• _WORK INSTRUCTION_
Report each line of the data below in which "glass" appears.

• _DATASET CONTENT_
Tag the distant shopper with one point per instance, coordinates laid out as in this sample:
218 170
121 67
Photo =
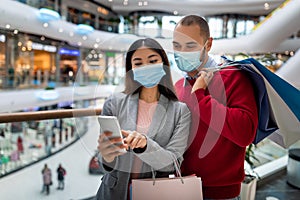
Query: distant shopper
20 144
61 172
47 179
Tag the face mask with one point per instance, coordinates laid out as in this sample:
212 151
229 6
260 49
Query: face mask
188 61
149 75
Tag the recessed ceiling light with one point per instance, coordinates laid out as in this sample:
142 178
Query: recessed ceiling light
266 6
84 29
46 15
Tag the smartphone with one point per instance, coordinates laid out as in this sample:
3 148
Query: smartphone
111 124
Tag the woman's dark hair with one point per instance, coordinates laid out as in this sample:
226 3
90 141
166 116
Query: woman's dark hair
165 85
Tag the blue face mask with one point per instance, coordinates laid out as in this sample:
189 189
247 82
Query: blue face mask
188 61
149 75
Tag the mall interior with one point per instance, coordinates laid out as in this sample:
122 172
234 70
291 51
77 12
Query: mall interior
60 60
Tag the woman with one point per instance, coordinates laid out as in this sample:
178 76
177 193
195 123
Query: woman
155 125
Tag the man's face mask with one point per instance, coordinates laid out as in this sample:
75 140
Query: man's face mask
188 61
149 75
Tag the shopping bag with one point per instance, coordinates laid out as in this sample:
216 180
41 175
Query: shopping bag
188 187
278 103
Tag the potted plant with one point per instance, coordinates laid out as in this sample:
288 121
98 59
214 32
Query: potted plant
248 188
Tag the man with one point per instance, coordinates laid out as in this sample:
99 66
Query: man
61 172
224 112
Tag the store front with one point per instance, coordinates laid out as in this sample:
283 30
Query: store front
2 61
69 58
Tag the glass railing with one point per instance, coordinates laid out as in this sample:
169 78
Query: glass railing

• _RESULT OF THE EXERCISE_
Tag the glass railing with one point per instance, coordinates laid out as in this sample:
Query: glass railing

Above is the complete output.